**What you have to do**: From the line with "Annotation guideline: for every instance of the green" onward, reproduce each line of the entries exactly, ending at the last one, and add nothing.

**Input records**:
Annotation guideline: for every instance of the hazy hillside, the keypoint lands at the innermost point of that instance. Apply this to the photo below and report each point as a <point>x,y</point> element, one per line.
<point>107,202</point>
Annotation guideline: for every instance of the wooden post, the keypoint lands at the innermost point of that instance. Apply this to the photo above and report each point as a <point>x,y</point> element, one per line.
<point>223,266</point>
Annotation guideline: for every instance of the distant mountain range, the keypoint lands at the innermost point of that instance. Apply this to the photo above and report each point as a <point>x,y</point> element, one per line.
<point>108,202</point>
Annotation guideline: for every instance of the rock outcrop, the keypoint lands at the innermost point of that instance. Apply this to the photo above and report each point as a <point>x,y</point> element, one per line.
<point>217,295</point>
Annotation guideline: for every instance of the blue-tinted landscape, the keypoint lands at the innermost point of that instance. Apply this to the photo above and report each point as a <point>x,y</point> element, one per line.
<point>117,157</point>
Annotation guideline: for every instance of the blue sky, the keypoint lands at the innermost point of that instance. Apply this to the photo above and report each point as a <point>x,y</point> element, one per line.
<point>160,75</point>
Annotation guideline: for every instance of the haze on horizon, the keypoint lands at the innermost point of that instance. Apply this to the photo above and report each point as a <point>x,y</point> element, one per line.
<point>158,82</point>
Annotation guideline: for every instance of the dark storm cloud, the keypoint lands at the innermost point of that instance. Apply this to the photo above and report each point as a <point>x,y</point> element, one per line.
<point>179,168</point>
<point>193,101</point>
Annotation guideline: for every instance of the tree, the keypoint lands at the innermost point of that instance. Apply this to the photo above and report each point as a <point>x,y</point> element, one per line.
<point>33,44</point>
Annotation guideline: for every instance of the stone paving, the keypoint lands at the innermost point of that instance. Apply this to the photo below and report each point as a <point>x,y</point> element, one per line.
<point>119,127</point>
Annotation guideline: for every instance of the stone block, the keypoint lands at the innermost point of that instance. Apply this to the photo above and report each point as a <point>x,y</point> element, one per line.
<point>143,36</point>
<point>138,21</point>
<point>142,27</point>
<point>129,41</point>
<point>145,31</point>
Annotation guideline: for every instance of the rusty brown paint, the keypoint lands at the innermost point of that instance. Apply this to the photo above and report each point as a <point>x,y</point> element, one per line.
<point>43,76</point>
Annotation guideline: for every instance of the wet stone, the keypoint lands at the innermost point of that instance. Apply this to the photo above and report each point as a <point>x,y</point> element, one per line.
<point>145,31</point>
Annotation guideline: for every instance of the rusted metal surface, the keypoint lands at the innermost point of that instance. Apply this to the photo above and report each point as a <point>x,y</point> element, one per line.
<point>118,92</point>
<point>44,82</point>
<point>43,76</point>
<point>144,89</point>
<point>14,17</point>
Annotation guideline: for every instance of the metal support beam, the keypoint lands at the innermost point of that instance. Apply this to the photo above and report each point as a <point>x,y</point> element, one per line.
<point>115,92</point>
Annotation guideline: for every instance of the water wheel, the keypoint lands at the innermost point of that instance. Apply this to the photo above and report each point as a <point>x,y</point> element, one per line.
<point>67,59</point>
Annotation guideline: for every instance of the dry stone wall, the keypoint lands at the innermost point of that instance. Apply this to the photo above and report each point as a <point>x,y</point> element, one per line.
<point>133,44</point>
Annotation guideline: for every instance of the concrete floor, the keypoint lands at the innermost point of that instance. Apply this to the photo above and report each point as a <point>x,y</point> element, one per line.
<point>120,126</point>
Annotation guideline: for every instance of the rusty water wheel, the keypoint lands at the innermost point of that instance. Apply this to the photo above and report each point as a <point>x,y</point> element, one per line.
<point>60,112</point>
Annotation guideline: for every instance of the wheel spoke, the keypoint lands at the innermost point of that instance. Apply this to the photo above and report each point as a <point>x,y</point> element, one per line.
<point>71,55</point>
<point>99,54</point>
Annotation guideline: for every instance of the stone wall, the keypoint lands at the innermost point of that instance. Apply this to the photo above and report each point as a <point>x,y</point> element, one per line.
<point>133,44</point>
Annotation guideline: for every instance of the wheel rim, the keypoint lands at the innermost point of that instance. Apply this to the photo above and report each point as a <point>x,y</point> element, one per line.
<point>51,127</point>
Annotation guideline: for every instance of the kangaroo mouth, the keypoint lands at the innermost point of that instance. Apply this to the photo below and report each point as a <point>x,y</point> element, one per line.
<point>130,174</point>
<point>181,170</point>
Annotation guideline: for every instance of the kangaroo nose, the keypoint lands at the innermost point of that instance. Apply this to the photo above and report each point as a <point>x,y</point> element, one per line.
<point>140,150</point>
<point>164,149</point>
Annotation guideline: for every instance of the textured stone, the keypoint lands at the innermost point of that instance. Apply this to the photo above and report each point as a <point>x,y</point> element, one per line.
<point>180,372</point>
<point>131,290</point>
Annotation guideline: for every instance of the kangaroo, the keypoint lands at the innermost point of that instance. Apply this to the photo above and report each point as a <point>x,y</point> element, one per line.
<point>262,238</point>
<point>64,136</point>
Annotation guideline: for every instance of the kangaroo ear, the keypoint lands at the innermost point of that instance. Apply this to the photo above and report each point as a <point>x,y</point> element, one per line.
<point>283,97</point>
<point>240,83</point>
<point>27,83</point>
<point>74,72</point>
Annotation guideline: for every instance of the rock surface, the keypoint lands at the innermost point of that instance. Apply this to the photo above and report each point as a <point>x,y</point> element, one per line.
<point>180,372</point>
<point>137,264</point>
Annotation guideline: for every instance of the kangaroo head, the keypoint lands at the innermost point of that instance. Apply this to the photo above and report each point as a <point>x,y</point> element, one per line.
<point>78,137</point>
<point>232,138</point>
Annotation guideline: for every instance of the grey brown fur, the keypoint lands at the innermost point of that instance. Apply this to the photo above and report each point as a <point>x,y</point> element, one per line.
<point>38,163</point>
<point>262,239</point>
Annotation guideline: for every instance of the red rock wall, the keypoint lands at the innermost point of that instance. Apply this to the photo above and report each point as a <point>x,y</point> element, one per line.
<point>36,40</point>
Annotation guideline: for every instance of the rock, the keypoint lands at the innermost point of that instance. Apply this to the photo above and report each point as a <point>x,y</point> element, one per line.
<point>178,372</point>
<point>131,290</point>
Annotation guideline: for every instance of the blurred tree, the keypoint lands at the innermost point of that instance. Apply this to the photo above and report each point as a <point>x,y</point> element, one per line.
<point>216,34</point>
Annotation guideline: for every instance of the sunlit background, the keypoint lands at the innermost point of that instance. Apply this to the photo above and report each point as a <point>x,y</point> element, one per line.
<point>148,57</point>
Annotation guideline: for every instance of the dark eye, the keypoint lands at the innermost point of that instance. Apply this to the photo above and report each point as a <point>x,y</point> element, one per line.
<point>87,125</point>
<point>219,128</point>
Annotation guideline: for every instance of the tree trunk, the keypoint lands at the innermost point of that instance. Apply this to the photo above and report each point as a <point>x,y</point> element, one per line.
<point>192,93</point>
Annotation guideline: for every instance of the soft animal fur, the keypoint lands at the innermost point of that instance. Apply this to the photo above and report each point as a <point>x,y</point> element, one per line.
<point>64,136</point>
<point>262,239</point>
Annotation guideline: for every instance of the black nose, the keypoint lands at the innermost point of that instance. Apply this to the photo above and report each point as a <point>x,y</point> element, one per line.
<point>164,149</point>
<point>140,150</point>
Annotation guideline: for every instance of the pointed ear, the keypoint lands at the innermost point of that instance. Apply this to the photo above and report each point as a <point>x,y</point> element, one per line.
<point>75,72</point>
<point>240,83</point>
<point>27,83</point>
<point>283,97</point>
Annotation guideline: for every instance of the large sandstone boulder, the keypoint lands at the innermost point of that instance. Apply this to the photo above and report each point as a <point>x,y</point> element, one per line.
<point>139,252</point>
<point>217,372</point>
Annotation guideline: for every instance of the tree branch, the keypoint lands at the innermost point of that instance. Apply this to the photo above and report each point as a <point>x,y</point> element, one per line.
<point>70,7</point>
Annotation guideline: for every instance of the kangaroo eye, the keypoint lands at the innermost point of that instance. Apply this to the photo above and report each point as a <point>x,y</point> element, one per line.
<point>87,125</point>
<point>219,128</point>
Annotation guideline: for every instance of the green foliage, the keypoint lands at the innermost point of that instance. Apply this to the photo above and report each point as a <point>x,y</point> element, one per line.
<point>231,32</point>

**Your response**:
Annotation guideline: for every instance of the green foliage, the keypoint lands at the innermost point of that instance. Apply this to the photo above and report each point as a <point>x,y</point> element, one per line.
<point>231,32</point>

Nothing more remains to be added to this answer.